◆ Work to do: Locate every line in the entries below that contains the string "shoreline" and copy each one. The match is case-sensitive.

#### Input rows ####

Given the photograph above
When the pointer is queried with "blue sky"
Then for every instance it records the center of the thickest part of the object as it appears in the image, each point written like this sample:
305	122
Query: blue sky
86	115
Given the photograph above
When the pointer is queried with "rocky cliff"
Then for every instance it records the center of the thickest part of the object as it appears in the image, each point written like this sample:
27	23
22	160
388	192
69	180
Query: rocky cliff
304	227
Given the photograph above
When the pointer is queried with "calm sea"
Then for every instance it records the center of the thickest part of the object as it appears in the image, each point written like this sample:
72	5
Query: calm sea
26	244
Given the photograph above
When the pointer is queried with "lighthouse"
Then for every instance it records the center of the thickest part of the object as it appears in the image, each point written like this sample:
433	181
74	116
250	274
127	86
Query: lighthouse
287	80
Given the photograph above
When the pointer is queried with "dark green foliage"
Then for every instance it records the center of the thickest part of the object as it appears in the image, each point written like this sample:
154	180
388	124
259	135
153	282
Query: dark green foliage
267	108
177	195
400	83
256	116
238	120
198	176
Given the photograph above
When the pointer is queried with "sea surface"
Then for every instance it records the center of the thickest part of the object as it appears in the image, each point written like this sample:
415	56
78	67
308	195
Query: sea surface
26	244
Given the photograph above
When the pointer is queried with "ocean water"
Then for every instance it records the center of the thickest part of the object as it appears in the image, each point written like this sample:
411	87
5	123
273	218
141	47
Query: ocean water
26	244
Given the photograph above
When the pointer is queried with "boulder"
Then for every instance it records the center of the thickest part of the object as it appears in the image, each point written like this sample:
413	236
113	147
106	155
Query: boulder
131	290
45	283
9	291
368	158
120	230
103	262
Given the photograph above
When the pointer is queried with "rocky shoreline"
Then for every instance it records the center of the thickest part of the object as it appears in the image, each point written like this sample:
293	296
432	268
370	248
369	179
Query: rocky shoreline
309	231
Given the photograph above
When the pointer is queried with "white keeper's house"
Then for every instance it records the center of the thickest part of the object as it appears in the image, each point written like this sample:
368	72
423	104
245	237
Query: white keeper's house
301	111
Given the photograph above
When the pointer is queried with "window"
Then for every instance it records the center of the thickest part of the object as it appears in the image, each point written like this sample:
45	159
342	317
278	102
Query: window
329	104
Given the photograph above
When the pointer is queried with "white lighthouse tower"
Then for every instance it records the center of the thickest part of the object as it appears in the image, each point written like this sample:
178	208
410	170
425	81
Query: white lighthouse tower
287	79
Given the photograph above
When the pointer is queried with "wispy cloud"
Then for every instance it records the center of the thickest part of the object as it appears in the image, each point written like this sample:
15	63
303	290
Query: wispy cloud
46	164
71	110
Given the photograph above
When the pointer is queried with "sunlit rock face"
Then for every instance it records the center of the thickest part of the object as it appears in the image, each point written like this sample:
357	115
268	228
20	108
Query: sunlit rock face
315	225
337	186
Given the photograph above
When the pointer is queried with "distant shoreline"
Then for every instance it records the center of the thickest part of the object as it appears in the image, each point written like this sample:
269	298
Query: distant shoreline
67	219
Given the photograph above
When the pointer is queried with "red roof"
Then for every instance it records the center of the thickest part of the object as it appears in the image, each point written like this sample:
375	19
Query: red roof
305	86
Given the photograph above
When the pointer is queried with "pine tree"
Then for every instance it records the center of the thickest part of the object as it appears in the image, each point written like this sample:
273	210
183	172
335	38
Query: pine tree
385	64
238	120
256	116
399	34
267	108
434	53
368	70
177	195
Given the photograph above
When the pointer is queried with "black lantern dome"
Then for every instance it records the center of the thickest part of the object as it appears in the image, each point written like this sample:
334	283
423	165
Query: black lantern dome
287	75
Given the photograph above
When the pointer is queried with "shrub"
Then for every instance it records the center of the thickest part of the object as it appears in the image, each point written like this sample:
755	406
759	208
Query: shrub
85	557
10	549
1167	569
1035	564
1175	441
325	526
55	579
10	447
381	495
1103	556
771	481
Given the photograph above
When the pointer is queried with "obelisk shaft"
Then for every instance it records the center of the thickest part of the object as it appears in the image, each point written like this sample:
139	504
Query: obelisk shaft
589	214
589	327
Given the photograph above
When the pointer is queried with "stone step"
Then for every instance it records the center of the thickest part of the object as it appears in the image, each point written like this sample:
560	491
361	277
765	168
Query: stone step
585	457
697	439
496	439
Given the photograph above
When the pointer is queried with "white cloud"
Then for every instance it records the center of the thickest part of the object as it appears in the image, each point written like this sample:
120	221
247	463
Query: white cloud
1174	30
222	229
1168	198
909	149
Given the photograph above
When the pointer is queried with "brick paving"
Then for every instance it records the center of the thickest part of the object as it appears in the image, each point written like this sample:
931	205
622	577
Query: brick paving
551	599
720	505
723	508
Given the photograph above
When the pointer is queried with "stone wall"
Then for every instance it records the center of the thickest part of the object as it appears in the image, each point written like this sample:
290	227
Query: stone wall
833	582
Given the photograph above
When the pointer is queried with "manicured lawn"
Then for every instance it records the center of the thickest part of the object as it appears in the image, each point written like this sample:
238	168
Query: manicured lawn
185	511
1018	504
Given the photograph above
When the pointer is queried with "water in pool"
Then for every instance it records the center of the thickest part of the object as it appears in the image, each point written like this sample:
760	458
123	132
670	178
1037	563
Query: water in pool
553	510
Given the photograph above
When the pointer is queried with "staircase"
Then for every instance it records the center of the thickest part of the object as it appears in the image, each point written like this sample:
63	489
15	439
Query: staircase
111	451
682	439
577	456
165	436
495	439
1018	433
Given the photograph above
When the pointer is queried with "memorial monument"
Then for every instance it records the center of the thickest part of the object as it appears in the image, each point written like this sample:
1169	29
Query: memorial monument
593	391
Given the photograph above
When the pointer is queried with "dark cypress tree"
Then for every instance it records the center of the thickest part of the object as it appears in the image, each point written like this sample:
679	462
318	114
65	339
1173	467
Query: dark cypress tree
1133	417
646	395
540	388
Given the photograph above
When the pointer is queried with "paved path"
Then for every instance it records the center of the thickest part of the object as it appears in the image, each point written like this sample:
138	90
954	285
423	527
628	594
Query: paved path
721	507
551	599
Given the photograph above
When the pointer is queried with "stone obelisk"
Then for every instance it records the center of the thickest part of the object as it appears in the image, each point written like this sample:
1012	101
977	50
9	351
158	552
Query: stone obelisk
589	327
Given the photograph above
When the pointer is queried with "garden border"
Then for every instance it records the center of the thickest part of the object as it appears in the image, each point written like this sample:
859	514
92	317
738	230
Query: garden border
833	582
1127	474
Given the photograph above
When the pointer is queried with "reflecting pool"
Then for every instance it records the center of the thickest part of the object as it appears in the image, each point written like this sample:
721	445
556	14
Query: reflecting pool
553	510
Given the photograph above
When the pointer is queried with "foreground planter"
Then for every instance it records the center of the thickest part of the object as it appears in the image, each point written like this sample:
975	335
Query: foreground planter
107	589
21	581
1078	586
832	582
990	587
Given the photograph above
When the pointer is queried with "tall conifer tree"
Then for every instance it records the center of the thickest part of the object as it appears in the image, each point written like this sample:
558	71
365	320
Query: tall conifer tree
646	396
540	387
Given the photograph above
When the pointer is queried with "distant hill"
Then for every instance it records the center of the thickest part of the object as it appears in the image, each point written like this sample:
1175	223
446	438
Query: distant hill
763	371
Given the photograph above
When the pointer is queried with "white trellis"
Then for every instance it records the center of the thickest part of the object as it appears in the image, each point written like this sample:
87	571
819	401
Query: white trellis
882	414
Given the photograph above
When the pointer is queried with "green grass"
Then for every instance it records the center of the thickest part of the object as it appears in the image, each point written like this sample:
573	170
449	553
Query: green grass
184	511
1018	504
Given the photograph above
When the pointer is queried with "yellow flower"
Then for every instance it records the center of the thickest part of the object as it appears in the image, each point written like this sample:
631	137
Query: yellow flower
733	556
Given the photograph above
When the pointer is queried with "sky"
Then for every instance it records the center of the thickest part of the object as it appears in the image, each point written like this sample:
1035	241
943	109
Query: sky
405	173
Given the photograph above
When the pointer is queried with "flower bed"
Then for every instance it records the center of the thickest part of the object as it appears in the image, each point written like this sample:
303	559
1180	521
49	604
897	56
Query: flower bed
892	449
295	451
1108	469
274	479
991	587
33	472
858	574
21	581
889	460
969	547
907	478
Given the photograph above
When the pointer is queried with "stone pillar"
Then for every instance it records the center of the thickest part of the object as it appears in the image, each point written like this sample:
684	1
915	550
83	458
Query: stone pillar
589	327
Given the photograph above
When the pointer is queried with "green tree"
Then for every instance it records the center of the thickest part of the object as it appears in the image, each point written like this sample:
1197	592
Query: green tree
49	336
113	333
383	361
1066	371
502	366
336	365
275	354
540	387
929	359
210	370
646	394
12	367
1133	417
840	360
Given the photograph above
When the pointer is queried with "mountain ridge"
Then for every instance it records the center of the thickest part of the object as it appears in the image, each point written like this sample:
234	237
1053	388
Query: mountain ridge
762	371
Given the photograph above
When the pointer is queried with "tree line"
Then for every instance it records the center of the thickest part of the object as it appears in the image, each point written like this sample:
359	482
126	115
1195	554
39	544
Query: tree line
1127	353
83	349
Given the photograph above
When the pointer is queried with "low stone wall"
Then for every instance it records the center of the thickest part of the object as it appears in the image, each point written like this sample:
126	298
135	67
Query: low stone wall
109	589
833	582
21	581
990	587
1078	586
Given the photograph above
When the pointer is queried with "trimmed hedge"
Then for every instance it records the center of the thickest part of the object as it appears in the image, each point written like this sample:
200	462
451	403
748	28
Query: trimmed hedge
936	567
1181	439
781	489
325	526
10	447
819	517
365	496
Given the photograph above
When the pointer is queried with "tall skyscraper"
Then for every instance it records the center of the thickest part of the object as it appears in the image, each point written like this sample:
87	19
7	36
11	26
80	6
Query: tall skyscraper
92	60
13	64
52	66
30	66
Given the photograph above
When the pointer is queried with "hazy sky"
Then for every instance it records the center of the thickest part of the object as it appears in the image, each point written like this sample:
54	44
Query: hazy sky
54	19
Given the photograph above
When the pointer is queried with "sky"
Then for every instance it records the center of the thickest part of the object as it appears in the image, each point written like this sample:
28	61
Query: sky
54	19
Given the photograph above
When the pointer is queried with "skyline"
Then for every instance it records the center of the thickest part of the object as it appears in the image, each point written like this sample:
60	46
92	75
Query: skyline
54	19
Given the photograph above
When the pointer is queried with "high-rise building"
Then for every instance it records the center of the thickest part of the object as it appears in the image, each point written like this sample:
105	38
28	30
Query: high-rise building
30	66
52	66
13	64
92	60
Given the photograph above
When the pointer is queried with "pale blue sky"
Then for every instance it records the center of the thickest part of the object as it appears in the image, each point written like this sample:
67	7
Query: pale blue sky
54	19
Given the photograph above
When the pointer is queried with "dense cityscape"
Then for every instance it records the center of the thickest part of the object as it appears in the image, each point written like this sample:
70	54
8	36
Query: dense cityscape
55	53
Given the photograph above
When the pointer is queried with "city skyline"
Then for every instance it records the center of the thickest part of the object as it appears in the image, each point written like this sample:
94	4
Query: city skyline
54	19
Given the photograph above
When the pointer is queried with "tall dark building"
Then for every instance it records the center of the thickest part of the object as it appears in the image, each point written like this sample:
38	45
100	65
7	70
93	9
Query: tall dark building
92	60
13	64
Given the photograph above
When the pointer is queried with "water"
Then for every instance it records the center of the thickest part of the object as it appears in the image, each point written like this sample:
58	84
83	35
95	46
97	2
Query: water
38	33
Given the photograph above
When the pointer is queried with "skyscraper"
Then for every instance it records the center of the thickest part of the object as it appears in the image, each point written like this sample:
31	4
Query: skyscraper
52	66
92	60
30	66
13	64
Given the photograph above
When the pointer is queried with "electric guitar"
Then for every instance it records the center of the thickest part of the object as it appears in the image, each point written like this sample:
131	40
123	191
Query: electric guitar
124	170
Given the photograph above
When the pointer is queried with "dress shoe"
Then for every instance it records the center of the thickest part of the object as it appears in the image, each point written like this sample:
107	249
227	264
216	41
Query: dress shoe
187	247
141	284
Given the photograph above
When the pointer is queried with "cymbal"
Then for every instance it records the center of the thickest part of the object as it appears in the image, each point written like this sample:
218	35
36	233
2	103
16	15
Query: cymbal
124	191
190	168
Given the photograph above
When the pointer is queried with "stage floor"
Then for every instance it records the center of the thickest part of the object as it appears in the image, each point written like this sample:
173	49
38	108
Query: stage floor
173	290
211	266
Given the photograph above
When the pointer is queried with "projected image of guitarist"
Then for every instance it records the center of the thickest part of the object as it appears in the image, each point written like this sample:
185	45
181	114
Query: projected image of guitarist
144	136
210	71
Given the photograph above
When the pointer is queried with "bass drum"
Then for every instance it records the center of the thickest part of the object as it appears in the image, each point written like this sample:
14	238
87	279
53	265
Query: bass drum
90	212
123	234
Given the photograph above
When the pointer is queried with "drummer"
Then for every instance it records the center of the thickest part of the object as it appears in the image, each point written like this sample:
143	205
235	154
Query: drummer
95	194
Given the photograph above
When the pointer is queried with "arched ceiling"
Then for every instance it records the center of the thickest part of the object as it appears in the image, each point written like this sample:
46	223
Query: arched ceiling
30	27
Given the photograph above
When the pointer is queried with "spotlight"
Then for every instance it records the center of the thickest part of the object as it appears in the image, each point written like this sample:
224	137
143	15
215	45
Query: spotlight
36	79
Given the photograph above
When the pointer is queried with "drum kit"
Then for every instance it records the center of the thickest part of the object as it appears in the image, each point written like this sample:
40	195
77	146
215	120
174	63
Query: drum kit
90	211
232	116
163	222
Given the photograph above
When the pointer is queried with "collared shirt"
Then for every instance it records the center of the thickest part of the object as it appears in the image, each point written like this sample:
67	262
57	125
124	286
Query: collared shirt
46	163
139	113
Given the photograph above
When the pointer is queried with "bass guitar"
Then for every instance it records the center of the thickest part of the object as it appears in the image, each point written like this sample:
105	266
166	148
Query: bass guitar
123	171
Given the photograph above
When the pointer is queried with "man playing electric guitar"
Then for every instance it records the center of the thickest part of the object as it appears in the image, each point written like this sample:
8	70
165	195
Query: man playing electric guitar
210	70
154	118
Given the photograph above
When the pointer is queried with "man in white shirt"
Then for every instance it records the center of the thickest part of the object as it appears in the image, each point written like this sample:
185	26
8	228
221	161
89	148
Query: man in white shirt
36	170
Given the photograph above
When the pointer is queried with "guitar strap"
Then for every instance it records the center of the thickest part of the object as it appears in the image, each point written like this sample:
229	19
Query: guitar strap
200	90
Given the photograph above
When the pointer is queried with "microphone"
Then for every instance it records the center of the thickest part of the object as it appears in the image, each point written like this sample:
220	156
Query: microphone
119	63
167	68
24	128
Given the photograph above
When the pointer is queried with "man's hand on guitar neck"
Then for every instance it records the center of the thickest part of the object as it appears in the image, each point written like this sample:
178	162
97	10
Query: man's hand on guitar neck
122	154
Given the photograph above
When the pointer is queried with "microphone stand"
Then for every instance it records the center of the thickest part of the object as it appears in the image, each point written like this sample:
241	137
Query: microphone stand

####

◆ The solution:
When the pointer is queried with "rocky shoreline"
Query: rocky shoreline
When the pointer is queried with "distant shoreline"
Query: distant shoreline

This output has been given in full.